**Page:**

Description: Distribute proper substitution through the domain of a class. (Contributed by Alexander van der Vekens, 23-Jul-2017) (Revised by NM, 24-Aug-2018)

		Ref	Expression
	Assertion	csbdm	\|- [_ A / x ]_ dom B = dom [_ A / x ]_ B

Proof

Step	Hyp	Ref	Expression
1		csbab	\|- [_ A / x ]_ { y \| E. w <. y , w >. e. B } = { y \| [. A / x ]. E. w <. y , w >. e. B }
2		sbcex2	\|- ( [. A / x ]. E. w <. y , w >. e. B <-> E. w [. A / x ]. <. y , w >. e. B )
3		sbcel2	\|- ( [. A / x ]. <. y , w >. e. B <-> <. y , w >. e. [_ A / x ]_ B )
4	3	exbii	\|- ( E. w [. A / x ]. <. y , w >. e. B <-> E. w <. y , w >. e. [_ A / x ]_ B )
5	2 4	bitri	\|- ( [. A / x ]. E. w <. y , w >. e. B <-> E. w <. y , w >. e. [_ A / x ]_ B )
6	5	abbii	\|- { y \| [. A / x ]. E. w <. y , w >. e. B } = { y \| E. w <. y , w >. e. [_ A / x ]_ B }
7	1 6	eqtri	\|- [_ A / x ]_ { y \| E. w <. y , w >. e. B } = { y \| E. w <. y , w >. e. [_ A / x ]_ B }
8		dfdm3	\|- dom B = { y \| E. w <. y , w >. e. B }
9	8	csbeq2i	\|- [_ A / x ]_ dom B = [_ A / x ]_ { y \| E. w <. y , w >. e. B }
10		dfdm3	\|- dom [_ A / x ]_ B = { y \| E. w <. y , w >. e. [_ A / x ]_ B }
11	7 9 10	3eqtr4i	\|- [_ A / x ]_ dom B = dom [_ A / x ]_ B

**Data entries:**
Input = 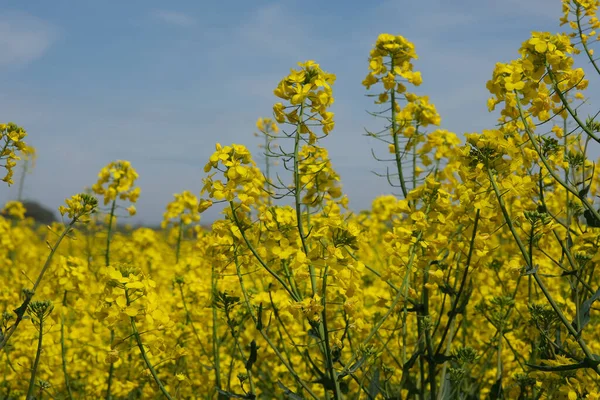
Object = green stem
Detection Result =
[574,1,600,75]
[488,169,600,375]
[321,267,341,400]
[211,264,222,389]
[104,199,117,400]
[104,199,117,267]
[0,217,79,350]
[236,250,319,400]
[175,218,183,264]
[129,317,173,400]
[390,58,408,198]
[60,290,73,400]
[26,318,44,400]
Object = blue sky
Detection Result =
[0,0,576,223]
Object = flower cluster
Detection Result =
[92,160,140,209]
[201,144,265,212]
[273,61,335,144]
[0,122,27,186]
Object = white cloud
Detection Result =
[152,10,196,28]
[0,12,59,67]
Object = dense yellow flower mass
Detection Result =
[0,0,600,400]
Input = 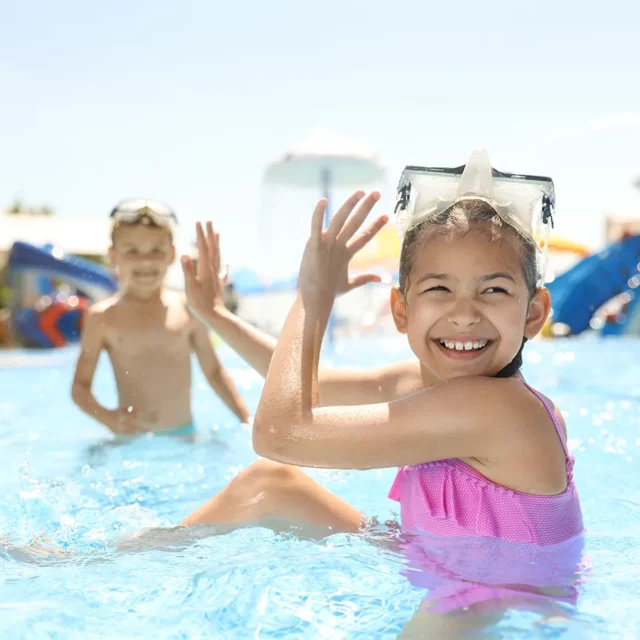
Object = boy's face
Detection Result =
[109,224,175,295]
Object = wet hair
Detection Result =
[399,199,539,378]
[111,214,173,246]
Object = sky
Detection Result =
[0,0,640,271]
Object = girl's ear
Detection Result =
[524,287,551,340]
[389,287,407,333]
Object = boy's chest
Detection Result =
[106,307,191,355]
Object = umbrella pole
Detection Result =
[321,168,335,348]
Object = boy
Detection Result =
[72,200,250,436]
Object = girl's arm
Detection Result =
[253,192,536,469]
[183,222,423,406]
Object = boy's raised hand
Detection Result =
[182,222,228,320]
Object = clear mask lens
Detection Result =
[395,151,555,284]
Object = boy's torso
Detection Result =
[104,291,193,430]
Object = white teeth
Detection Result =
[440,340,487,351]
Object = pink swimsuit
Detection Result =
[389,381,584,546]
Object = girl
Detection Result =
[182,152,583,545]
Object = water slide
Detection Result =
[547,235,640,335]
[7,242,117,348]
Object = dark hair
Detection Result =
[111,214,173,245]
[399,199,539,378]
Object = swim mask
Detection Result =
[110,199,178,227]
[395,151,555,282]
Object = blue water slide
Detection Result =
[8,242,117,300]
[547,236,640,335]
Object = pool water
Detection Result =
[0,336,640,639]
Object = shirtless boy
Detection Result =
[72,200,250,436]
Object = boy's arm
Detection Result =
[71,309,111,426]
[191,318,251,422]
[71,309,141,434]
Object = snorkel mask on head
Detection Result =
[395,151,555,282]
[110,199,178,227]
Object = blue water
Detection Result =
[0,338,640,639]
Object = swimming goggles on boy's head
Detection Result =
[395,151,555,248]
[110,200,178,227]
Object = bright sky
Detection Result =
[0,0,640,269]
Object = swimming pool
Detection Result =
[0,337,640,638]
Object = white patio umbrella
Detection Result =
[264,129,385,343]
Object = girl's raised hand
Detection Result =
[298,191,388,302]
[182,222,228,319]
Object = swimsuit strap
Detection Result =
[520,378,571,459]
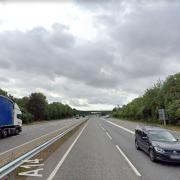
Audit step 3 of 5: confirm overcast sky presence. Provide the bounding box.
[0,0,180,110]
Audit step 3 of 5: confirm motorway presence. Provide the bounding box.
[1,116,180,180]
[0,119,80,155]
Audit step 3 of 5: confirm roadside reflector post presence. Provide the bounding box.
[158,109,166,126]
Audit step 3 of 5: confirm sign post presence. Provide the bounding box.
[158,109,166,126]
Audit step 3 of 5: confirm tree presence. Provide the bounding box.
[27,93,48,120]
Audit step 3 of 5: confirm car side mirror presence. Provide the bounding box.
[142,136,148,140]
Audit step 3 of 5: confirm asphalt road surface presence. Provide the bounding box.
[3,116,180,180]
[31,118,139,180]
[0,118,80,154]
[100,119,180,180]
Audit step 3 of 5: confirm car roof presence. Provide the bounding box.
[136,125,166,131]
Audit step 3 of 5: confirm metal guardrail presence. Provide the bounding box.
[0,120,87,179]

...

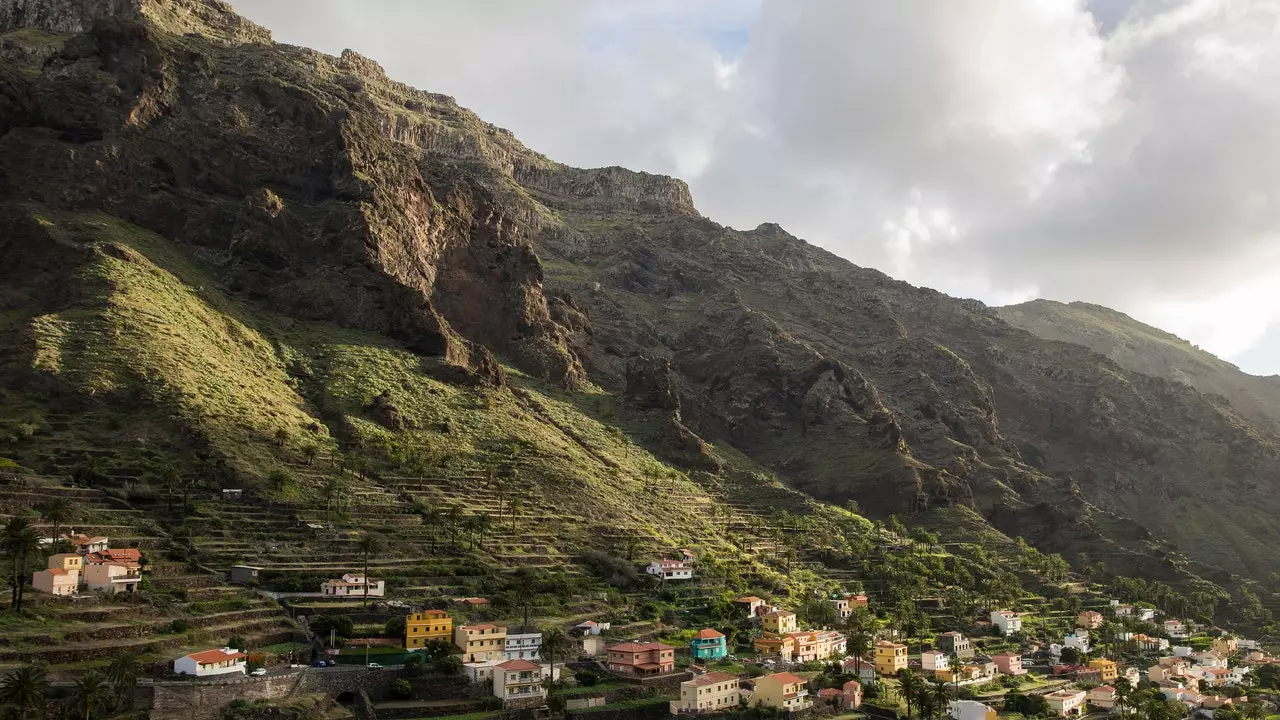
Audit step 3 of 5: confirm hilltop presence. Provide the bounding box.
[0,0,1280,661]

**Exercise:**
On the proof page, who contributed the theorem csbdm, and on what date?

**Result of the task:**
Alexander van der Vekens, on 23-Jul-2017.